▶ Problem:
Reproduce the passage of the call script that starts with the words "The first call." and ends with "in 60 seconds.", swapping "customer" for "caller".

VoiceDeskFlow Call script & objection handling
For sales reps

The first call. Keep it short, lead with the loss.

Every owner you call has missed a customer this week. You don't need to convince them they have a problem — you need to give them a way to test the fix in 60 seconds.

Before you dial

Script

1Open with the loss, not the product (15 seconds)
You"Hi, is this the owner of [Business]? I'll be quick — I'm not selling phone systems. I built a 90-second demo of an AI receptionist that answers your missed calls, and I want to send it to you. Can I describe it in 30 seconds?"

Wait for "yes" or push back. If they hang up — fine, mark "not interested" in Studio and move on.

2The 30-second value drop
You"When your team is busy or after hours, calls go to voicemail. Most callers don't leave one — they call the next [dentist / plumber / clinic]. We built an AI receptionist that picks up every one of those calls, asks one question, captures the caller's name and reason, flags urgent ones, and texts your team a summary. Sounds like a thing your front desk would actually use?"
3Offer the live test number
You"Here's the part that's different. I already built one for [Business] specifically. I'm going to text you a number right now — call it for 60 seconds, ask it whatever a new patient would ask. If it sounds bad, you can hang up on me. If it sounds like something your front desk would do, I'll set up a 15-minute review with our team to make it live for you." Them(Listening / curious)
4Send the demo URL while you're on the call
You"I'm sending the link now to [their email or phone]. The page has the test number and a sample summary. Try it — I'll wait."

Stay on the line. Don't pitch over their first 30 seconds with the demo.

5Close with the next step, not the price
You"What did you think? — OK, the next step is a 15-minute setup review with our team. We map your hours, your handoff rules, and the kinds of calls you actually want it to take. Setup runs from $497. Want to grab a slot Thursday or Friday?"

Objection handling

"My team can handle our calls."

[Natural-language object grounding data]
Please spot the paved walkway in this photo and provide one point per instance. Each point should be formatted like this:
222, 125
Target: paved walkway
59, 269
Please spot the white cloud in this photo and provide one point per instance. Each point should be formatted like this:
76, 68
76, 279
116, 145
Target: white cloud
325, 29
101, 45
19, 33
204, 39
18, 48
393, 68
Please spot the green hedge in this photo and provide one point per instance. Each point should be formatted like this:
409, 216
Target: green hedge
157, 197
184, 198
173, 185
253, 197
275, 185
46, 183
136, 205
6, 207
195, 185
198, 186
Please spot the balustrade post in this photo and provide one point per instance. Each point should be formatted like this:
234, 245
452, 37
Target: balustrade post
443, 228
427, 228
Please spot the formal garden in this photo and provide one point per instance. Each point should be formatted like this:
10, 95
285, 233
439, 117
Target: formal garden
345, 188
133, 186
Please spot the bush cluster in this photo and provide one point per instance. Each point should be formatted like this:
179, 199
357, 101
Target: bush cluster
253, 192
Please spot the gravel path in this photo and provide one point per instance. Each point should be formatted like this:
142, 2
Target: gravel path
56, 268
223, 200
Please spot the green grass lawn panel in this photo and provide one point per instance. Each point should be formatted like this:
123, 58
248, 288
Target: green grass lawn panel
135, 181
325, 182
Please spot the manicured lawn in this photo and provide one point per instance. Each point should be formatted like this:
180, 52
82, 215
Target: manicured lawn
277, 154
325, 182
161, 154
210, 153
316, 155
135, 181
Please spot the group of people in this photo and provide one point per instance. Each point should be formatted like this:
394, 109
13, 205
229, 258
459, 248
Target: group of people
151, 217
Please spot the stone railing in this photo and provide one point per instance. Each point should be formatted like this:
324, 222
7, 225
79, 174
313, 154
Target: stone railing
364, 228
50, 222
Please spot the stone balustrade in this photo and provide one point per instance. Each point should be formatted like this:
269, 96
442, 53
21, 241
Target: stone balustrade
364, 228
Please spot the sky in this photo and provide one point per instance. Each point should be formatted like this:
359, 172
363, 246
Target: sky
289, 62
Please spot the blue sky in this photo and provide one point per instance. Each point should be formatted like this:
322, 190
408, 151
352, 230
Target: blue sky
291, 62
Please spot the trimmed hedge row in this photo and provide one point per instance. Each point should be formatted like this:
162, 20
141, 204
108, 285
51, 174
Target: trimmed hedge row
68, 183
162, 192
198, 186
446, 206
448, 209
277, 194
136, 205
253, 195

▶ Task result:
The first call. Keep it short, lead with the loss.

Every owner you call has missed a caller this week. You don't need to convince them they have a problem — you need to give them a way to test the fix in 60 seconds.